> **TASK PROMPT**: Go through the entries below and pick out every line with "tree".

───── RECORDS FOR THE EXERCISE ─────

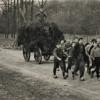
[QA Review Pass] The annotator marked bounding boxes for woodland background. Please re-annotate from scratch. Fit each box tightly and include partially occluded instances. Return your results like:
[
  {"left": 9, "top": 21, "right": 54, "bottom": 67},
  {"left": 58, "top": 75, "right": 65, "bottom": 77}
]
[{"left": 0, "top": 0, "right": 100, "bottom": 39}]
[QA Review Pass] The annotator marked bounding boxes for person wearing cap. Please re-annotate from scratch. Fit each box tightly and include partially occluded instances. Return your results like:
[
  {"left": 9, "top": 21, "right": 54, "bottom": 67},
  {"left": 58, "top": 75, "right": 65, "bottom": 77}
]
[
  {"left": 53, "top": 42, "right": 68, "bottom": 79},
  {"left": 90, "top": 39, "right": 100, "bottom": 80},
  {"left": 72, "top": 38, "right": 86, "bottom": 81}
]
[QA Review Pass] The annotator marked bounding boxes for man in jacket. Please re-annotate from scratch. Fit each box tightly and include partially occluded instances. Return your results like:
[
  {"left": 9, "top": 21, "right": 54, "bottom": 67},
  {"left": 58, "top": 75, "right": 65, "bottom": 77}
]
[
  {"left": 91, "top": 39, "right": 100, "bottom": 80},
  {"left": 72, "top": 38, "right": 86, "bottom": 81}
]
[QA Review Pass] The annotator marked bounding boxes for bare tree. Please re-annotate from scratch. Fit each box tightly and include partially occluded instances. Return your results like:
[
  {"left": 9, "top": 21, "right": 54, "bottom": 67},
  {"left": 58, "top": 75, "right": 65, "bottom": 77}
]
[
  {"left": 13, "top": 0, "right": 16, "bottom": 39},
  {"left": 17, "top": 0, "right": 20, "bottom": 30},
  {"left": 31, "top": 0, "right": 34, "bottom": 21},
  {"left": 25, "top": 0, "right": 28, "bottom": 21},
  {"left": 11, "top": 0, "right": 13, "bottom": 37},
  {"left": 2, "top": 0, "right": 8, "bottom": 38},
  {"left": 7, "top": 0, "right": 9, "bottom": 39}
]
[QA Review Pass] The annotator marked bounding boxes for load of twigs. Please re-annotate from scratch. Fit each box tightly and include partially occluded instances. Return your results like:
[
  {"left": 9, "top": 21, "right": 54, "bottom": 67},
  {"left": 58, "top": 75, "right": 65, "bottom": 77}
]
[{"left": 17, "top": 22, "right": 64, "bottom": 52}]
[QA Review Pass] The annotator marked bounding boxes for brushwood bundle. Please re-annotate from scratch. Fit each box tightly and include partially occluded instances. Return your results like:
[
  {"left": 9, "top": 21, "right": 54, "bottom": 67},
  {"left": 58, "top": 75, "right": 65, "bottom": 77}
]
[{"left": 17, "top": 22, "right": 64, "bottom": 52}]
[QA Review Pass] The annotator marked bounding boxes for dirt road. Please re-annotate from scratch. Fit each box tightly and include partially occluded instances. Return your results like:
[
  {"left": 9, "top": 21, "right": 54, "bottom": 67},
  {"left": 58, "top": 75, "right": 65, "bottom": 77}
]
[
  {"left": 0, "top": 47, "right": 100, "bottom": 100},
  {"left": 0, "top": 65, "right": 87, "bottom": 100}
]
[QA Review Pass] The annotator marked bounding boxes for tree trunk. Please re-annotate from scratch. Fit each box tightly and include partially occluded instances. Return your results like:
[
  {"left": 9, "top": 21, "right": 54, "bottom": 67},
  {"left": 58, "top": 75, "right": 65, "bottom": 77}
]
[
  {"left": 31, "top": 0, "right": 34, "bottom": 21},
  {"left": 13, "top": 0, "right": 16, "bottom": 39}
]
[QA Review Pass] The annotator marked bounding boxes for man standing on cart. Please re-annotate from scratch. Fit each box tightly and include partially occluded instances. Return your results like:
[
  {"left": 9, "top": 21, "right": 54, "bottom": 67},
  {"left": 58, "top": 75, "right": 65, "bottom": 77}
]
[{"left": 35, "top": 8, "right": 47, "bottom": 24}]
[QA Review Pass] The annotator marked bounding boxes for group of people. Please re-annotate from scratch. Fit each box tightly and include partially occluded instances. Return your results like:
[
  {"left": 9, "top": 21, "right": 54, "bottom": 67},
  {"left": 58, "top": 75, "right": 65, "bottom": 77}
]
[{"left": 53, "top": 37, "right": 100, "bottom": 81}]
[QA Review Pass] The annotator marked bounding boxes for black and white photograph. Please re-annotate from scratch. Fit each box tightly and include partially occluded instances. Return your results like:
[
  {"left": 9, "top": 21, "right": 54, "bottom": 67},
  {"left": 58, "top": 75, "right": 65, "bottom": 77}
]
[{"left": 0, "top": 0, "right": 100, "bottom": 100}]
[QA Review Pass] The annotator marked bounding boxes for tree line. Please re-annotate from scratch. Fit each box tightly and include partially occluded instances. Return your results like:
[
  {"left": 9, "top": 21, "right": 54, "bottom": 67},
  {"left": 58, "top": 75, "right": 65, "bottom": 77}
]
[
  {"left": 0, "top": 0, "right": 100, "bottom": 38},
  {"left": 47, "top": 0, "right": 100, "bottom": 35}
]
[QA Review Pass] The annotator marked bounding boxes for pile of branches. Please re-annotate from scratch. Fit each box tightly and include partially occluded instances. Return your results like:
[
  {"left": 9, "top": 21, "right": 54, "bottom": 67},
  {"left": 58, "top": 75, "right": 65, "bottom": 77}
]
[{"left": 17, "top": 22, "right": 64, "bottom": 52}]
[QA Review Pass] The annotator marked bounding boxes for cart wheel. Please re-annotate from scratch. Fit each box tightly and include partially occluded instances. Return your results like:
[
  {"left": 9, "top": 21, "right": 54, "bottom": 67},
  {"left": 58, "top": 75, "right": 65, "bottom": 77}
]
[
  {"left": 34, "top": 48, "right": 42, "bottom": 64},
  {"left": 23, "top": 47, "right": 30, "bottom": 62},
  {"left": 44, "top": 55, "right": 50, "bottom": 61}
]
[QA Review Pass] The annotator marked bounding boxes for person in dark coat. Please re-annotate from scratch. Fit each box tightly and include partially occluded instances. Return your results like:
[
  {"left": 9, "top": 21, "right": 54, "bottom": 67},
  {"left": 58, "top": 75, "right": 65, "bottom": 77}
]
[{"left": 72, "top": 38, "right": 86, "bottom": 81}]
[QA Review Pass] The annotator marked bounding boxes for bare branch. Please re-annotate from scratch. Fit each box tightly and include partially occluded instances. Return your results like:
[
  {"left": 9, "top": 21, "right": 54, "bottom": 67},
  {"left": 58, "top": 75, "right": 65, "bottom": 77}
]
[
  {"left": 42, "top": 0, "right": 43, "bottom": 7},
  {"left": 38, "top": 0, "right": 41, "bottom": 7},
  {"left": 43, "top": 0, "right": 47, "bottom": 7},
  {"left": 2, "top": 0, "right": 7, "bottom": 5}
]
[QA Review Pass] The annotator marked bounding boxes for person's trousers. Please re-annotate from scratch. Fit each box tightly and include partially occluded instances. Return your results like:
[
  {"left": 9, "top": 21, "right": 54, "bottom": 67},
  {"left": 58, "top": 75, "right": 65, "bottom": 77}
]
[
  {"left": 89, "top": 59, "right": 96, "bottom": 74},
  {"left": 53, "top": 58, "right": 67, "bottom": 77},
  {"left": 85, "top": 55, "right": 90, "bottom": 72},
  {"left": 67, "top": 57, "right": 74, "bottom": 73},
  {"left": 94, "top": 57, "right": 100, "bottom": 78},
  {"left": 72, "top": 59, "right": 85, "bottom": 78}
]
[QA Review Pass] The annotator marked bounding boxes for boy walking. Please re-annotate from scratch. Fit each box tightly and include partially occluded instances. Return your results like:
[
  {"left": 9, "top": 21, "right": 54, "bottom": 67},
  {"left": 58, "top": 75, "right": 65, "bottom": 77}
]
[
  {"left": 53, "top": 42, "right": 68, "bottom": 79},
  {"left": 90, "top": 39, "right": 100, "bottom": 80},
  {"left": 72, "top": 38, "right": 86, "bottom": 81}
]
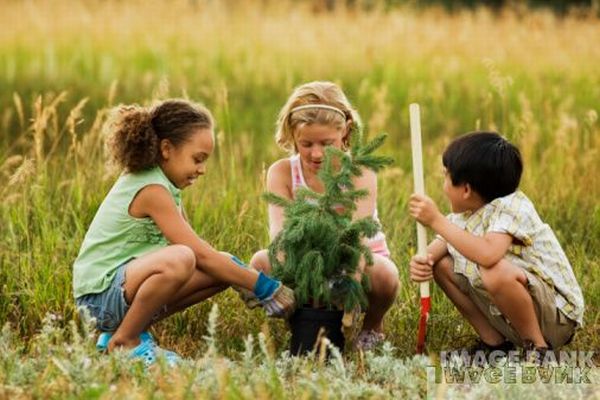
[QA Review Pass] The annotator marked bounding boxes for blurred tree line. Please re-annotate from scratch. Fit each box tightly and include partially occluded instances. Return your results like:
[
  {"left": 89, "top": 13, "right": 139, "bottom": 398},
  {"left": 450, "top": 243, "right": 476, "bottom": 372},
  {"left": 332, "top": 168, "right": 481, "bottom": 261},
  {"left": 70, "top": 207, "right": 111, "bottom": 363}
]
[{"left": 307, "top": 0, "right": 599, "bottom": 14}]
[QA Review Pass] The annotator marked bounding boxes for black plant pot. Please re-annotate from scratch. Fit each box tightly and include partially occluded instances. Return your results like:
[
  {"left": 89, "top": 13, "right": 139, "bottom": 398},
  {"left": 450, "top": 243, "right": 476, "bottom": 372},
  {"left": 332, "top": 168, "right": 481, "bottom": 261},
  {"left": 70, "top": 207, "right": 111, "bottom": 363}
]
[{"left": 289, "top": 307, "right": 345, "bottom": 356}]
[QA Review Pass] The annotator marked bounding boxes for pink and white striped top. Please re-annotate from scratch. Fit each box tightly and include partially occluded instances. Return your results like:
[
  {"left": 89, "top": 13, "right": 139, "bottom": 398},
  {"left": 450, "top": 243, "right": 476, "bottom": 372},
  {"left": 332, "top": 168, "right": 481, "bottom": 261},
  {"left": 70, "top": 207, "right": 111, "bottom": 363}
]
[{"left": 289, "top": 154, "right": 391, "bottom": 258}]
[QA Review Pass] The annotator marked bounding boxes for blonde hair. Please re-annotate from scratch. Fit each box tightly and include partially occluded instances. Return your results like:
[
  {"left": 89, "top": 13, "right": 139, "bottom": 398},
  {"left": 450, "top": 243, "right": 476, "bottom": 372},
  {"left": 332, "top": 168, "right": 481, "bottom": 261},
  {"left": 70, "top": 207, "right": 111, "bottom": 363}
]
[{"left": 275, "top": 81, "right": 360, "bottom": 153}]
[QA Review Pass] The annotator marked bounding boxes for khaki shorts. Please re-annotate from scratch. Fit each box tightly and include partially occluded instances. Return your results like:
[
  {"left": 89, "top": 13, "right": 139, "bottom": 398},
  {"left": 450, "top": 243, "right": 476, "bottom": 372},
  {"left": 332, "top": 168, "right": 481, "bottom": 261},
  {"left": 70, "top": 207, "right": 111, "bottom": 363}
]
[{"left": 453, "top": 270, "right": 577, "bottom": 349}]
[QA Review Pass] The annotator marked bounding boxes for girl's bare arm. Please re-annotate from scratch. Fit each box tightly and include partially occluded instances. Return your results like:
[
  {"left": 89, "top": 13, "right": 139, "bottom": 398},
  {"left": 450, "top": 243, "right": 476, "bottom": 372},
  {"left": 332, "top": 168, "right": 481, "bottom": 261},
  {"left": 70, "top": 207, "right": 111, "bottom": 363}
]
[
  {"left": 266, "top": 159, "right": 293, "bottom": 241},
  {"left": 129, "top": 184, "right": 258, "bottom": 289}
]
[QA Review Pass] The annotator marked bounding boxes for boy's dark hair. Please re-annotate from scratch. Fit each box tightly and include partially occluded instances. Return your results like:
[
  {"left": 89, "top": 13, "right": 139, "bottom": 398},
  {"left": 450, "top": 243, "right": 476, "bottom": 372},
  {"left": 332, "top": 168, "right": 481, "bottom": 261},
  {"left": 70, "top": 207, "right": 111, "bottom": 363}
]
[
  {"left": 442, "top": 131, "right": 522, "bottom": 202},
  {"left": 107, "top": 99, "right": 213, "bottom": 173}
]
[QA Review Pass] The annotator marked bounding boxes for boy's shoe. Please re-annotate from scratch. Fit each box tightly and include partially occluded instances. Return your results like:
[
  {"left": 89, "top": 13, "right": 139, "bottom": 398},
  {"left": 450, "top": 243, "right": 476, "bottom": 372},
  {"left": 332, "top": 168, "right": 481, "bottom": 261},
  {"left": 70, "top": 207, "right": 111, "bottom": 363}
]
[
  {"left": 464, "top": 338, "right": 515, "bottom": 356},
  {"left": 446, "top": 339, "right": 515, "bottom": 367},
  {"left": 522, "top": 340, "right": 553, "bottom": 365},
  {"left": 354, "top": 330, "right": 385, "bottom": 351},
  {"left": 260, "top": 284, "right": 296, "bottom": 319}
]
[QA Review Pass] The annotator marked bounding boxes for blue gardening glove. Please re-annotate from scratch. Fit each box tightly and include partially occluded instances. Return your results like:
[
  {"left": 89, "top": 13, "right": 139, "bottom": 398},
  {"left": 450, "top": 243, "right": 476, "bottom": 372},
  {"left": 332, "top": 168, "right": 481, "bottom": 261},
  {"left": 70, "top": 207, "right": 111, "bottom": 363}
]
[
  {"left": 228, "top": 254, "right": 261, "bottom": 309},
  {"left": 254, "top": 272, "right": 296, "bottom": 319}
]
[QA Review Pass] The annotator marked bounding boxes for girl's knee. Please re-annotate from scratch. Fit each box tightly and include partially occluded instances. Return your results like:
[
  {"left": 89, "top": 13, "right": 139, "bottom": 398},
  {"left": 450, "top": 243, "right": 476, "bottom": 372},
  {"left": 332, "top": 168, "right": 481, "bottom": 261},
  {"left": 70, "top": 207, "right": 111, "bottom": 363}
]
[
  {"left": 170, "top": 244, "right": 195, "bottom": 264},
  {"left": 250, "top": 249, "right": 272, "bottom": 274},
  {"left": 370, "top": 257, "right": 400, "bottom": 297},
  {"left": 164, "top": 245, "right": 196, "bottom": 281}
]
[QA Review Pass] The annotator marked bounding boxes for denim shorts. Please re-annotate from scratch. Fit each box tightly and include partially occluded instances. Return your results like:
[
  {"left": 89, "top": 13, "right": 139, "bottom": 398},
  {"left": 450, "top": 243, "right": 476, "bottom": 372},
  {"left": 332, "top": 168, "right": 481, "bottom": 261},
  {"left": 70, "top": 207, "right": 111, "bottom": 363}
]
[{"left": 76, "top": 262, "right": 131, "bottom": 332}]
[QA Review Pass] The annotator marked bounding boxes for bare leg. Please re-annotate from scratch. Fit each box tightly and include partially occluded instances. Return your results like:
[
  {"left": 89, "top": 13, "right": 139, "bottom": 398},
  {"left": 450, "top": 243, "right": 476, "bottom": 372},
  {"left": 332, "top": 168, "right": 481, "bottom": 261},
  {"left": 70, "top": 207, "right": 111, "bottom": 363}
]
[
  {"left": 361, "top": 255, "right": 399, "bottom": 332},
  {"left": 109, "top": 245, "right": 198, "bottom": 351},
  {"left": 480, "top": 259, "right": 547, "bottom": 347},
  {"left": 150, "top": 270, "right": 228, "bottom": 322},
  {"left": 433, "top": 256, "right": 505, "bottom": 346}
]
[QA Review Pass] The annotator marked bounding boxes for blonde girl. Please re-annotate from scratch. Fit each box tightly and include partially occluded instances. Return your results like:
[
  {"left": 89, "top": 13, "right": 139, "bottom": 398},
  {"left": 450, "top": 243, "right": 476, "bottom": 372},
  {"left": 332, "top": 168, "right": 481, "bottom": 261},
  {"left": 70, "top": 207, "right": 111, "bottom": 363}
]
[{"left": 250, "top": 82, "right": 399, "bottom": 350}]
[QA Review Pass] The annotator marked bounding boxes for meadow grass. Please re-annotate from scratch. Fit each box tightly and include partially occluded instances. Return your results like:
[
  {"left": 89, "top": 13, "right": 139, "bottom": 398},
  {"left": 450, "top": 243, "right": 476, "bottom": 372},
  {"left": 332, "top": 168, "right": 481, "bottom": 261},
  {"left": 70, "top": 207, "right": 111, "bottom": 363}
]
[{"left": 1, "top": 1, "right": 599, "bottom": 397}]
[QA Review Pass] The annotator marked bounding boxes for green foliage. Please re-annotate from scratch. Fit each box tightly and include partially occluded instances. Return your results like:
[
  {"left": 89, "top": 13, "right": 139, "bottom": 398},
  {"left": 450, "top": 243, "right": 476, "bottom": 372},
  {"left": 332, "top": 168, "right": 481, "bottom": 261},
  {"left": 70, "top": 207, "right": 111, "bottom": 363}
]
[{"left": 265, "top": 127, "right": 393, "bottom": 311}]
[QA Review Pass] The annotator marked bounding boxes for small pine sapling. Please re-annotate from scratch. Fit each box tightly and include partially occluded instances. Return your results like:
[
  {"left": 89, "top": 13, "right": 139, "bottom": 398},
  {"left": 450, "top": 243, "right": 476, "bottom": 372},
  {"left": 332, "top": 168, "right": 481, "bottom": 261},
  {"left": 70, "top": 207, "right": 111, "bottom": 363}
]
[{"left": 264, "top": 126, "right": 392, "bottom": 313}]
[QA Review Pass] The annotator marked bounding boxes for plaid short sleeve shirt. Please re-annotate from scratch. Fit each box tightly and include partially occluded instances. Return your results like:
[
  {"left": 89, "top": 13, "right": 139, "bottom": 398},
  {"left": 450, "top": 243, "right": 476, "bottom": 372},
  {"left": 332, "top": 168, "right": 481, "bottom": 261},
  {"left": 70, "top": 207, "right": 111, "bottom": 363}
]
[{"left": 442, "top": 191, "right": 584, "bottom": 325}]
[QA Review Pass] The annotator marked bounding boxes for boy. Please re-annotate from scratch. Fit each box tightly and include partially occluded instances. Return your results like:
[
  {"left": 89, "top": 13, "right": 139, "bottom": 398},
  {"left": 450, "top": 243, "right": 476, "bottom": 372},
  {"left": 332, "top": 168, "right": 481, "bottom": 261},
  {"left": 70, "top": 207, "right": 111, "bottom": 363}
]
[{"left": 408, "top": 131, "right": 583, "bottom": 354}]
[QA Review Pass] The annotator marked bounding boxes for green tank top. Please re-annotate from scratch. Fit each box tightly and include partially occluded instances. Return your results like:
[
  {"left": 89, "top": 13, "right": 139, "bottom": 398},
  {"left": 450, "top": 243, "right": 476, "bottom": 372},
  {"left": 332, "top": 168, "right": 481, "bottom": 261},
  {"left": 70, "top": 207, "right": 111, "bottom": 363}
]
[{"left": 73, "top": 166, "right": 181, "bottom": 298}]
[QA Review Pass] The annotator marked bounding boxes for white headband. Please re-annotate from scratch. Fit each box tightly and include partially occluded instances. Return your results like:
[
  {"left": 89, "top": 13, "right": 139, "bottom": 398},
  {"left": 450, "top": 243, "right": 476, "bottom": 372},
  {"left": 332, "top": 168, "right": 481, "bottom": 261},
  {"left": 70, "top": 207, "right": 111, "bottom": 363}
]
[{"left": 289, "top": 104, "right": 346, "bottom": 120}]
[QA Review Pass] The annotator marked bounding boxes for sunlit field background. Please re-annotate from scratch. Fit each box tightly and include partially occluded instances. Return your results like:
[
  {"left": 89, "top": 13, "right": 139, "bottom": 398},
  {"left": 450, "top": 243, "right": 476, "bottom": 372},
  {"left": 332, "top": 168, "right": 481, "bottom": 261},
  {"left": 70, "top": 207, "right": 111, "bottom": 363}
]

─────

> **SOLUTION FOR THIS EXERCISE**:
[QA Review Pass] The annotator marked bounding boxes for bare tree. Please re-annotate from scratch. Fit each box tightly and include partially occluded instances. Return your results like:
[QA Review Pass] The annotator marked bounding boxes for tree trunk. Please re-annotate from scratch. Fit each box tightly and include partially occluded instances. Return your results like:
[QA Review Pass] The annotator marked bounding boxes for tree line. Please re-annotate from scratch. Fit each box tightly and include partially occluded instances. Return your results like:
[QA Review Pass] The annotator marked bounding boxes for blurred tree line. Please re-annotate from scratch. Fit each box tightly and include partially occluded instances. Return your results like:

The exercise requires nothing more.